From the line below that contains "Query: pink hollyhock flower" to the line that contains "Query: gabled roofline", repeat every line exactly, both ends included, and nothing else.

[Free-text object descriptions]
◆ ◆ ◆
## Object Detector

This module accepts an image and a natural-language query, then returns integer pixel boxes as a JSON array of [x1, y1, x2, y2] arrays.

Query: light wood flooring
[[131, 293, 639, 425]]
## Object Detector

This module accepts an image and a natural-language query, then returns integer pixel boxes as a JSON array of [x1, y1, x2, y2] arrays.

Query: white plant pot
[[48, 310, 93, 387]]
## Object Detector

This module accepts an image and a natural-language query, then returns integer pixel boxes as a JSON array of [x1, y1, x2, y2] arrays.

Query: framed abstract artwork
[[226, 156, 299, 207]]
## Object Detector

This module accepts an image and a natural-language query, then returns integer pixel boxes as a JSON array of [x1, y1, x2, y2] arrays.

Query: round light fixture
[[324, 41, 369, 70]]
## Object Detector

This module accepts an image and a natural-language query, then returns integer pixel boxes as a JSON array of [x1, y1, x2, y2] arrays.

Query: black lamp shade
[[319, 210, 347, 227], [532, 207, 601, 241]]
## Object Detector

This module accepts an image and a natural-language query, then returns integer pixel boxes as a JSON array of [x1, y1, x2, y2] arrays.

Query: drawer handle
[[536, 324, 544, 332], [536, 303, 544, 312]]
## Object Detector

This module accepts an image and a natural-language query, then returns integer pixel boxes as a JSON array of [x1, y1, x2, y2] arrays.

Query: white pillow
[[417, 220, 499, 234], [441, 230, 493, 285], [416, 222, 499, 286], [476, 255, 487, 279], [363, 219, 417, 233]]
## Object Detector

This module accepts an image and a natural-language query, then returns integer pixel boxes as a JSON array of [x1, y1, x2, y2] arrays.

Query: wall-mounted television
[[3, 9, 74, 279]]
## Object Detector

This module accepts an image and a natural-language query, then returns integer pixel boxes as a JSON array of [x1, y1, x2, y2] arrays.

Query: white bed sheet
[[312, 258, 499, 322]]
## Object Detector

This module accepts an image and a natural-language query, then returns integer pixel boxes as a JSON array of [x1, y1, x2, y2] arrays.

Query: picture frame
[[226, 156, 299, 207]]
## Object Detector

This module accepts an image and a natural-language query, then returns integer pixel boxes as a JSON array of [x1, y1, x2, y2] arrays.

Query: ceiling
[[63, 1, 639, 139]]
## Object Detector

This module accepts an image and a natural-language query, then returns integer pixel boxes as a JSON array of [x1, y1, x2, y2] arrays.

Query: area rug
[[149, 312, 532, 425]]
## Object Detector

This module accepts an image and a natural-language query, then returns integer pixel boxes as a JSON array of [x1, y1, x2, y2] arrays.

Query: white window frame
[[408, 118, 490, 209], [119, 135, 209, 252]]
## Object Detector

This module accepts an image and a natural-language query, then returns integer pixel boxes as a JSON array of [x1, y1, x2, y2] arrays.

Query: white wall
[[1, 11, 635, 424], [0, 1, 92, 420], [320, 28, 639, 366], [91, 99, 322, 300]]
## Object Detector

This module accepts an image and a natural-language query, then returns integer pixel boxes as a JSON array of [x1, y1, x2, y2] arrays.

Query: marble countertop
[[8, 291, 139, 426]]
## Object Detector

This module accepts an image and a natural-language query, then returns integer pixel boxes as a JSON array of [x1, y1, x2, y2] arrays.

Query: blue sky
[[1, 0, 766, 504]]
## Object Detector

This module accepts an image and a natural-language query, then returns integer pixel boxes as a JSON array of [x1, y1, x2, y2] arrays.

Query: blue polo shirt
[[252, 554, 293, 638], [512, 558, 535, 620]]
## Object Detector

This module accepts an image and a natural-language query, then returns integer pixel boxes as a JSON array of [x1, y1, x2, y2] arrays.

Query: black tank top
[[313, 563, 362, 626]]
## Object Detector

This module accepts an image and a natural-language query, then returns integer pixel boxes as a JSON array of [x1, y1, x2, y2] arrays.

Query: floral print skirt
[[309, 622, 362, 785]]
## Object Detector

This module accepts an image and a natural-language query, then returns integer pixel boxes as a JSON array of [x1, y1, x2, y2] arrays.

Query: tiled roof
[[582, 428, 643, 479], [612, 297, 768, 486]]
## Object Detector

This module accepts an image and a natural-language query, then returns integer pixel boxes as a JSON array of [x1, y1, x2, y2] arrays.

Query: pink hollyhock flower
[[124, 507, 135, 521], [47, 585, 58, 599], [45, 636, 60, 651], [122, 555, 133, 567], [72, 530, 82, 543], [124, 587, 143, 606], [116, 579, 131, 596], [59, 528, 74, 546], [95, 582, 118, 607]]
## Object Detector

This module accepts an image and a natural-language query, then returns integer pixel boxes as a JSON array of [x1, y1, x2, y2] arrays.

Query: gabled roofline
◆ ◆ ◆
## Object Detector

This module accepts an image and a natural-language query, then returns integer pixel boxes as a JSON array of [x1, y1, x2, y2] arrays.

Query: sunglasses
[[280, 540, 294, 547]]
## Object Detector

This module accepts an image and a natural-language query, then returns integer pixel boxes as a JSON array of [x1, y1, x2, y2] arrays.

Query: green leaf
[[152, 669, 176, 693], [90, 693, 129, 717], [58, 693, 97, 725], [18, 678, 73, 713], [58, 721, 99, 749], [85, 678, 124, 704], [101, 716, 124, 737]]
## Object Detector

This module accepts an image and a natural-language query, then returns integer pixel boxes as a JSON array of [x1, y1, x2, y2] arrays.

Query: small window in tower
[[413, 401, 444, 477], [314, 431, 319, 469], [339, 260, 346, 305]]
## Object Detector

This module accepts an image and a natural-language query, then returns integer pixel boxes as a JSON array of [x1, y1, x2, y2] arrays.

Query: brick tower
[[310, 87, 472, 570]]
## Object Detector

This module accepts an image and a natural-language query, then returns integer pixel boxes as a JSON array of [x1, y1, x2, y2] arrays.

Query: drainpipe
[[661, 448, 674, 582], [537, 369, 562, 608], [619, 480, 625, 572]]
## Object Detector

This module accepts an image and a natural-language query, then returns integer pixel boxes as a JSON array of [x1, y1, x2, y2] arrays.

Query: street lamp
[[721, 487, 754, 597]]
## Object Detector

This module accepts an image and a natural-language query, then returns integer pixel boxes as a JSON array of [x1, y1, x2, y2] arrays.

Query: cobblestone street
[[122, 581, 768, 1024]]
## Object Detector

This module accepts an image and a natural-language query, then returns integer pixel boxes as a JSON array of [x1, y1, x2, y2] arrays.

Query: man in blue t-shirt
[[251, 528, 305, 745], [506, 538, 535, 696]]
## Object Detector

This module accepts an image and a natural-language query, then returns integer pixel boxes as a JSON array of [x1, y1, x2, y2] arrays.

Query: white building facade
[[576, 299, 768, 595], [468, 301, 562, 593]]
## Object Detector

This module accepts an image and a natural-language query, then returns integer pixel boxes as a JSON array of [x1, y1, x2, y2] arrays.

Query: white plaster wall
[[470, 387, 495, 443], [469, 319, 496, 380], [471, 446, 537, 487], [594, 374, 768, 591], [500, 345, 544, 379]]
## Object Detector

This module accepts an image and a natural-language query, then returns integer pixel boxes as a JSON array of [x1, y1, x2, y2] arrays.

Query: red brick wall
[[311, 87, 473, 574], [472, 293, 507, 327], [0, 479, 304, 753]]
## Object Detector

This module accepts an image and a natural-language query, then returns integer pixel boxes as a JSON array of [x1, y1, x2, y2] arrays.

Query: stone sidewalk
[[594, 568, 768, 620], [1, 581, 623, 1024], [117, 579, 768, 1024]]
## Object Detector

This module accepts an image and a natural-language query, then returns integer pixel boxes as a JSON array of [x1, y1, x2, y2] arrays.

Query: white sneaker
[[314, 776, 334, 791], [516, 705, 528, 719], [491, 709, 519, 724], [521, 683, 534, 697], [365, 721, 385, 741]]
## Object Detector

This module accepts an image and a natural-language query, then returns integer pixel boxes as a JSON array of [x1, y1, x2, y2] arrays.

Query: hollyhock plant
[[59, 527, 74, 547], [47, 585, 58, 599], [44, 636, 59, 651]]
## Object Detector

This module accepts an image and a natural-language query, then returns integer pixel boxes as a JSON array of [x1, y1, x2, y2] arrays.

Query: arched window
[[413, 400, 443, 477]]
◆ ◆ ◆
# [ANSWER BELOW]
Query: pink hollyhock flower
[[124, 507, 135, 521], [47, 585, 58, 599], [45, 636, 60, 651], [122, 555, 133, 567], [72, 530, 82, 543], [124, 587, 143, 606], [116, 579, 131, 596], [59, 528, 74, 546], [95, 582, 118, 607]]
## Object Detector

This module accepts an image and a natural-language query, then returns integer pixel boxes as a JSON array of [x1, y1, x2, y2] arrays.

Query: gabled roofline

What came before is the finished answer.